### Aim
Pick out each line in the rows below that contains the word "instance", and copy those lines in full.

### Data provided
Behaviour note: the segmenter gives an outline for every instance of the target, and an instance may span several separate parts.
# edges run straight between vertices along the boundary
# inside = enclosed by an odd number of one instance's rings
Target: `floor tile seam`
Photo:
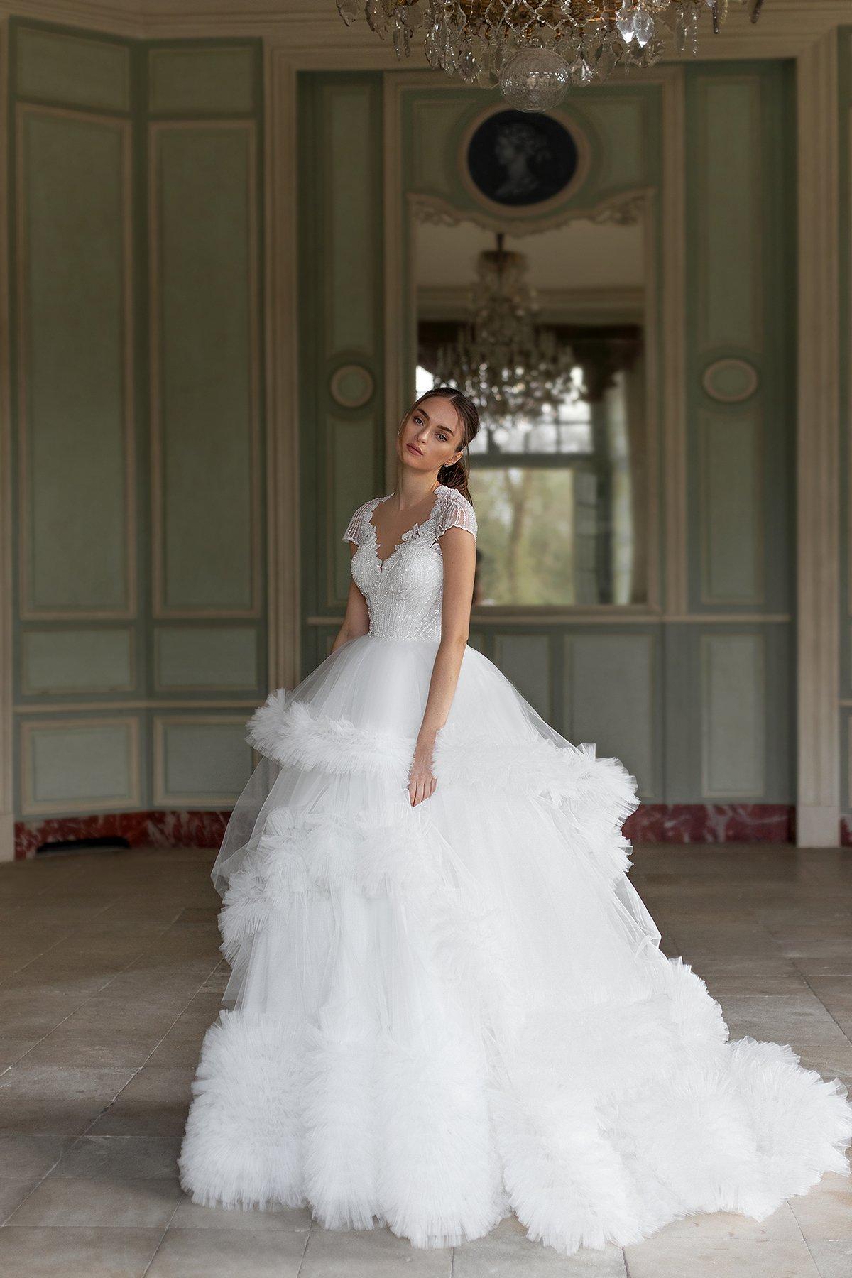
[[[837,1025],[838,1030],[841,1031],[841,1034],[843,1035],[843,1038],[846,1039],[846,1042],[849,1043],[849,1045],[852,1045],[852,1039],[846,1033],[846,1030],[843,1029],[843,1026],[841,1025],[841,1022],[838,1021],[837,1016],[834,1015],[834,1012],[832,1011],[832,1008],[828,1006],[828,1003],[824,1002],[824,999],[820,998],[819,993],[811,985],[811,983],[810,983],[806,973],[802,971],[802,969],[798,966],[798,964],[796,962],[795,958],[793,958],[793,966],[796,967],[796,971],[800,974],[800,976],[802,978],[802,980],[805,982],[805,984],[810,989],[810,992],[814,996],[814,998],[819,999],[820,1006],[824,1007],[825,1011],[828,1012],[828,1015],[832,1017],[832,1021]]]
[[[139,1278],[146,1278],[146,1274],[147,1274],[147,1273],[148,1273],[148,1270],[151,1269],[151,1265],[152,1265],[152,1264],[155,1263],[155,1260],[157,1259],[157,1252],[160,1251],[160,1247],[162,1246],[162,1242],[164,1242],[164,1238],[165,1238],[165,1237],[166,1237],[166,1235],[169,1233],[169,1228],[170,1228],[170,1226],[171,1226],[171,1222],[174,1220],[175,1215],[178,1214],[178,1208],[180,1206],[180,1204],[183,1203],[183,1200],[184,1200],[184,1195],[181,1194],[181,1195],[180,1195],[180,1196],[178,1197],[178,1201],[175,1203],[175,1209],[174,1209],[174,1212],[171,1213],[171,1215],[170,1215],[170,1217],[169,1217],[169,1219],[166,1220],[166,1226],[165,1226],[165,1228],[164,1228],[162,1233],[160,1235],[160,1242],[157,1243],[157,1246],[156,1246],[156,1247],[153,1249],[153,1251],[151,1252],[151,1260],[148,1261],[148,1264],[147,1264],[147,1265],[144,1266],[144,1269],[142,1270],[142,1274],[139,1275]]]
[[[70,1146],[70,1145],[69,1145],[69,1149],[70,1149],[70,1148],[73,1148],[73,1146]],[[46,1171],[46,1172],[45,1172],[45,1173],[43,1173],[42,1176],[40,1176],[40,1177],[38,1177],[38,1180],[37,1180],[37,1181],[36,1181],[36,1183],[34,1183],[34,1185],[32,1186],[32,1189],[29,1190],[29,1192],[28,1192],[28,1194],[26,1194],[26,1195],[24,1195],[24,1197],[22,1197],[20,1203],[18,1203],[18,1205],[17,1205],[17,1206],[14,1208],[14,1210],[9,1213],[9,1215],[8,1215],[6,1218],[5,1218],[5,1220],[0,1220],[0,1228],[4,1228],[4,1229],[6,1228],[6,1226],[8,1226],[8,1224],[9,1224],[9,1222],[11,1220],[13,1215],[14,1215],[14,1214],[15,1214],[17,1212],[19,1212],[19,1210],[20,1210],[20,1208],[22,1208],[22,1206],[24,1205],[24,1203],[28,1203],[28,1201],[29,1201],[29,1199],[31,1199],[31,1197],[33,1196],[33,1194],[36,1192],[36,1190],[37,1190],[37,1189],[40,1189],[40,1186],[41,1186],[41,1185],[43,1185],[43,1182],[45,1182],[45,1181],[47,1180],[47,1177],[49,1177],[49,1176],[50,1176],[50,1173],[51,1173],[51,1172],[54,1171],[54,1168],[55,1168],[55,1167],[59,1167],[59,1164],[61,1163],[61,1160],[63,1160],[64,1155],[65,1155],[65,1150],[63,1150],[63,1153],[61,1153],[61,1154],[59,1155],[59,1158],[56,1158],[56,1159],[55,1159],[55,1160],[54,1160],[54,1162],[52,1162],[52,1163],[50,1164],[50,1167],[47,1168],[47,1171]]]
[[[310,1237],[313,1235],[313,1220],[308,1226],[308,1233],[305,1235],[305,1245],[301,1249],[301,1259],[299,1260],[299,1268],[296,1269],[296,1278],[301,1278],[301,1270],[304,1268],[305,1256],[308,1255],[308,1247],[310,1246]]]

### Response
Behaviour note: the segmenter gives an outline for every instance of the target, and an instance may span several separate parts.
# inside = enclosed by an odd number of one instance's rings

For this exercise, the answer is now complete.